Starting at the top of the material and ending with the line that contains "[946,397,985,458]", format each line as a string in a JSON list, skipping any blank lines.

> [DATASET RECORDS]
_ _ _

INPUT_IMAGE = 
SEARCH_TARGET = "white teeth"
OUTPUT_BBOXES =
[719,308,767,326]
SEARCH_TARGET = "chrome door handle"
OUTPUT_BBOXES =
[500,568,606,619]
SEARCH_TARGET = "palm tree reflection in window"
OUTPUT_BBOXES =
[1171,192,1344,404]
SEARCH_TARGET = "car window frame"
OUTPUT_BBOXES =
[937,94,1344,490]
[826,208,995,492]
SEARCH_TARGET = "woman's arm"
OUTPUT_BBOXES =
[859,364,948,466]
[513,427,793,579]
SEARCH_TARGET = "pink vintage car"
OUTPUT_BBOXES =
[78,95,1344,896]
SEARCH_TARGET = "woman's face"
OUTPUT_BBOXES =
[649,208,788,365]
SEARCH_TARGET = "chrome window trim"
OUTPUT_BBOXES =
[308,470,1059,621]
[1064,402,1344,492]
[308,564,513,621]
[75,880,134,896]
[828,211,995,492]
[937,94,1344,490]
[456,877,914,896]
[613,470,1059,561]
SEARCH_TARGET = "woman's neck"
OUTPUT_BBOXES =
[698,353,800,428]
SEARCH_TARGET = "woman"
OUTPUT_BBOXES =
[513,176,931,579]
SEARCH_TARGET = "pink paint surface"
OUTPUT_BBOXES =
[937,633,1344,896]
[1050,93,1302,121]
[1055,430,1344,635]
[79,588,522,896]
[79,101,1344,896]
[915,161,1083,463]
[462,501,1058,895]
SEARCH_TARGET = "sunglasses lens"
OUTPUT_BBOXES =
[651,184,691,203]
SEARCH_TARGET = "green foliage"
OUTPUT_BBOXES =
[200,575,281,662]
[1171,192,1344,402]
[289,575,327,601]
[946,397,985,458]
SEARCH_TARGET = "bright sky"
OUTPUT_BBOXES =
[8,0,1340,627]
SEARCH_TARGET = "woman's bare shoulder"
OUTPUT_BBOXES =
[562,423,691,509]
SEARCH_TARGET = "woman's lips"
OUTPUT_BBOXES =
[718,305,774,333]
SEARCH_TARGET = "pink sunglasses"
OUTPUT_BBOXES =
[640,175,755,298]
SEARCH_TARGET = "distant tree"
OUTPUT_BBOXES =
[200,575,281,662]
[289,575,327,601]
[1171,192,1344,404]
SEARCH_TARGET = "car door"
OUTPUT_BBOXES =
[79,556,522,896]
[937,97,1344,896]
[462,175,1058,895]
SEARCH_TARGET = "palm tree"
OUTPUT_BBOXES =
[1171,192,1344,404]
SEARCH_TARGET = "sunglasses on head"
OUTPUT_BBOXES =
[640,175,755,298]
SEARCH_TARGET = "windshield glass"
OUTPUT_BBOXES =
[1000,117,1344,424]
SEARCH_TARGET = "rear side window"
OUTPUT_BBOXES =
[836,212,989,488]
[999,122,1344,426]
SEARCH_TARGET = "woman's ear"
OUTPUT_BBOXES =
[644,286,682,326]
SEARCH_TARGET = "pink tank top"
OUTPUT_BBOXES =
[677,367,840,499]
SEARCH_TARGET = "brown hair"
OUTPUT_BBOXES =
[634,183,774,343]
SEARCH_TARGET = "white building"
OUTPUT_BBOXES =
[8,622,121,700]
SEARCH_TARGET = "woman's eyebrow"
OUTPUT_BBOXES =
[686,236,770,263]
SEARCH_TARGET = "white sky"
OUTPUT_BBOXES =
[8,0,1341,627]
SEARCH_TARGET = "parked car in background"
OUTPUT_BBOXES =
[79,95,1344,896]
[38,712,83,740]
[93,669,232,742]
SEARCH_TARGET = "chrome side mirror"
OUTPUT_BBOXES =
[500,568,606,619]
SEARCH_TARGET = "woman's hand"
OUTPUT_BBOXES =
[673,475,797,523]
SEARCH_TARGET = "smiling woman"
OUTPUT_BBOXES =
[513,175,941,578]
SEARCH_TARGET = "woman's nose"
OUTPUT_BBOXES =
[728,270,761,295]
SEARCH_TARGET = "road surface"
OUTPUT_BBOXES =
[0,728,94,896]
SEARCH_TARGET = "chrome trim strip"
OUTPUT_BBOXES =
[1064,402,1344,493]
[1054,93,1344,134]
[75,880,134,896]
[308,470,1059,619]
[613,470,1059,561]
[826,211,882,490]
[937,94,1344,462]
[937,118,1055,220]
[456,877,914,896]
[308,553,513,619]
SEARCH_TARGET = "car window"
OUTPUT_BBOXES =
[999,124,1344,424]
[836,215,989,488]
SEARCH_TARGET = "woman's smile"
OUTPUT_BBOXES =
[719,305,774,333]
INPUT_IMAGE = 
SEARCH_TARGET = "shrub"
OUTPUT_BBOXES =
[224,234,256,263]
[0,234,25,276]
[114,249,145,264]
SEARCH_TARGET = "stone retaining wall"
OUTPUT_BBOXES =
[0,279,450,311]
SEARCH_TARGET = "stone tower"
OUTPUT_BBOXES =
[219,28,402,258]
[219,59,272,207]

_ _ _

> [FULL ANSWER]
[
  "INPUT_IMAGE = ",
  "SEARCH_TARGET = \"white teeth\"",
  "OUTPUT_BBOXES =",
  "[719,308,767,326]",
  "SEARCH_TARGET = \"chrome door handle\"",
  "OUTPUT_BBOXES =",
  "[500,568,606,619]",
  "SEARCH_TARGET = \"palm tree reflection in window\"",
  "OUTPUT_BBOXES =",
  "[1171,192,1344,404]",
  "SEARCH_TARGET = \"car window frame\"",
  "OUTPUT_BBOXES =",
  "[937,94,1344,490]",
  "[826,208,995,492]",
  "SEARCH_TARGET = \"woman's arm\"",
  "OUTPUT_BBOXES =",
  "[859,364,948,466]",
  "[513,427,793,579]",
  "SEARCH_TARGET = \"pink vintage car\"",
  "OUTPUT_BBOXES =",
  "[78,95,1344,896]",
  "SEARCH_TARGET = \"woman's face\"",
  "OUTPUT_BBOXES =",
  "[649,208,788,365]",
  "SEARCH_TARGET = \"chrome window trim\"",
  "OUTPUT_BBOXES =",
  "[308,470,1059,621]",
  "[1064,402,1344,492]",
  "[308,564,513,621]",
  "[75,880,134,896]",
  "[828,211,995,492]",
  "[937,94,1344,490]",
  "[456,877,914,896]",
  "[613,470,1059,561]",
  "SEARCH_TARGET = \"woman's neck\"",
  "OUTPUT_BBOXES =",
  "[698,353,800,428]",
  "SEARCH_TARGET = \"woman\"",
  "OUTPUT_BBOXES =",
  "[513,176,931,579]",
  "SEARCH_TARGET = \"pink paint surface\"",
  "OUTPUT_BBOXES =",
  "[937,633,1344,896]",
  "[1050,93,1302,121]",
  "[1055,430,1344,635]",
  "[79,588,522,896]",
  "[79,101,1344,896]",
  "[915,161,1083,463]",
  "[462,501,1058,895]",
  "SEARCH_TARGET = \"sunglasses lens\"",
  "OUTPUT_BBOXES =",
  "[651,184,691,203]",
  "SEARCH_TARGET = \"green foliage\"",
  "OUTPUT_BBOXES =",
  "[200,575,281,662]",
  "[1171,192,1344,402]",
  "[289,575,327,601]",
  "[946,397,985,458]"
]